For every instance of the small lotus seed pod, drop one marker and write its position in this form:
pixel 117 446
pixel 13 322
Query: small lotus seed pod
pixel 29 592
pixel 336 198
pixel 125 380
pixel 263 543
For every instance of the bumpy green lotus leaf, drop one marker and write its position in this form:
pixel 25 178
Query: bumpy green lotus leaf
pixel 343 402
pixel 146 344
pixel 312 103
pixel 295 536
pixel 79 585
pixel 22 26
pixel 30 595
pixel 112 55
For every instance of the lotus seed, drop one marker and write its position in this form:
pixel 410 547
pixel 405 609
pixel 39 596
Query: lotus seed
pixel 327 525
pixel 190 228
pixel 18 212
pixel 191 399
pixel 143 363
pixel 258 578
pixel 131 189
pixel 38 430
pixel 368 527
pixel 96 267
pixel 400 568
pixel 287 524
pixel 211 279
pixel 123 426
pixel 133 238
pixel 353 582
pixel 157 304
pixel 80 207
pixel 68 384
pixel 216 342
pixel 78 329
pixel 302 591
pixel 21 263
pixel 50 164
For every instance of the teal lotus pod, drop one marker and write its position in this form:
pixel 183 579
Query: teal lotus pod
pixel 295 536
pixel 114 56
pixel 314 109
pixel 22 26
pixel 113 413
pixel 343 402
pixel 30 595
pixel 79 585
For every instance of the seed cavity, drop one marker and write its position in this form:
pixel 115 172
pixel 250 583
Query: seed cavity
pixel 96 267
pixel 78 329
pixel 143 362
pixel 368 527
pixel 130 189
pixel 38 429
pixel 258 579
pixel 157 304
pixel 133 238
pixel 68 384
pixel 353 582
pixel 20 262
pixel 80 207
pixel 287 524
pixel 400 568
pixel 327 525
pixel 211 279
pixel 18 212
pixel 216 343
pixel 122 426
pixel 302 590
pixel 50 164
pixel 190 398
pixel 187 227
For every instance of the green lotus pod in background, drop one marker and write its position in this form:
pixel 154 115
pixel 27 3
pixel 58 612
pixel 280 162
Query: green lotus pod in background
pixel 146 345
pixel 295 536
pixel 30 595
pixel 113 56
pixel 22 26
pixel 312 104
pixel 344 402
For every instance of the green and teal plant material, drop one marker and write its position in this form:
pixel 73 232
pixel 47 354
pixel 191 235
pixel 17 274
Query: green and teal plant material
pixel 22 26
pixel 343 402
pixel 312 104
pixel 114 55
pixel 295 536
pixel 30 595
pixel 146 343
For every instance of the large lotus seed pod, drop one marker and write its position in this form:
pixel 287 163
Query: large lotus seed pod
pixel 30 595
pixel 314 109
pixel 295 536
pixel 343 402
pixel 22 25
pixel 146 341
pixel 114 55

### Exercise directions
Rewrite all the records above, changing each "drop one marker" to "place one pin" and keeping everything else the same.

### Solution
For every instance of the small lotus seed pod, place one pin and write its position in this form:
pixel 117 446
pixel 13 322
Query: small lotus seed pod
pixel 29 592
pixel 336 198
pixel 125 380
pixel 263 543
For every instance of the bumpy green lotus leaf, place one pin and write its position in this form:
pixel 25 178
Query: bumpy green lotus leaf
pixel 343 402
pixel 146 344
pixel 312 103
pixel 295 536
pixel 79 585
pixel 22 26
pixel 30 595
pixel 112 55
For every instance of the lotus seed, place one pin and write its position in this form:
pixel 410 547
pixel 405 609
pixel 39 596
Query: lotus seed
pixel 327 525
pixel 190 228
pixel 18 212
pixel 191 399
pixel 143 363
pixel 258 578
pixel 131 189
pixel 38 430
pixel 368 527
pixel 96 267
pixel 400 568
pixel 287 524
pixel 211 279
pixel 123 426
pixel 133 238
pixel 353 582
pixel 157 304
pixel 80 207
pixel 68 384
pixel 216 342
pixel 78 329
pixel 302 591
pixel 21 263
pixel 50 164
For every instance of the teal lotus pod, place one pin and write its position in this form:
pixel 183 579
Query: teal lotus pod
pixel 295 536
pixel 114 56
pixel 314 109
pixel 22 26
pixel 113 413
pixel 343 402
pixel 30 595
pixel 79 585
For every instance of the seed cavity, place one pin and write its position in this form:
pixel 115 172
pixel 250 583
Query: seed cavity
pixel 96 267
pixel 78 329
pixel 143 362
pixel 368 527
pixel 130 189
pixel 38 429
pixel 258 579
pixel 157 304
pixel 133 238
pixel 68 384
pixel 353 582
pixel 20 262
pixel 80 207
pixel 287 524
pixel 400 568
pixel 327 525
pixel 211 279
pixel 18 212
pixel 216 343
pixel 122 426
pixel 302 590
pixel 50 164
pixel 190 398
pixel 187 227
For every instance of the green lotus pod in background, place one pin and write its position in this form:
pixel 154 115
pixel 27 3
pixel 58 612
pixel 280 162
Query: green lotus pod in background
pixel 146 345
pixel 295 536
pixel 30 595
pixel 113 56
pixel 22 26
pixel 312 104
pixel 344 402
For every instance of the green and teal plant material, place one pin and write its position in this form:
pixel 73 232
pixel 47 354
pixel 191 235
pixel 17 274
Query: green and teal plant material
pixel 22 26
pixel 343 402
pixel 312 104
pixel 114 55
pixel 295 536
pixel 30 595
pixel 146 343
For every instance of the large lotus seed pod, place one pin and write its position in this form:
pixel 287 163
Query: large lotus seed pod
pixel 30 595
pixel 314 109
pixel 295 536
pixel 343 402
pixel 22 25
pixel 146 341
pixel 114 55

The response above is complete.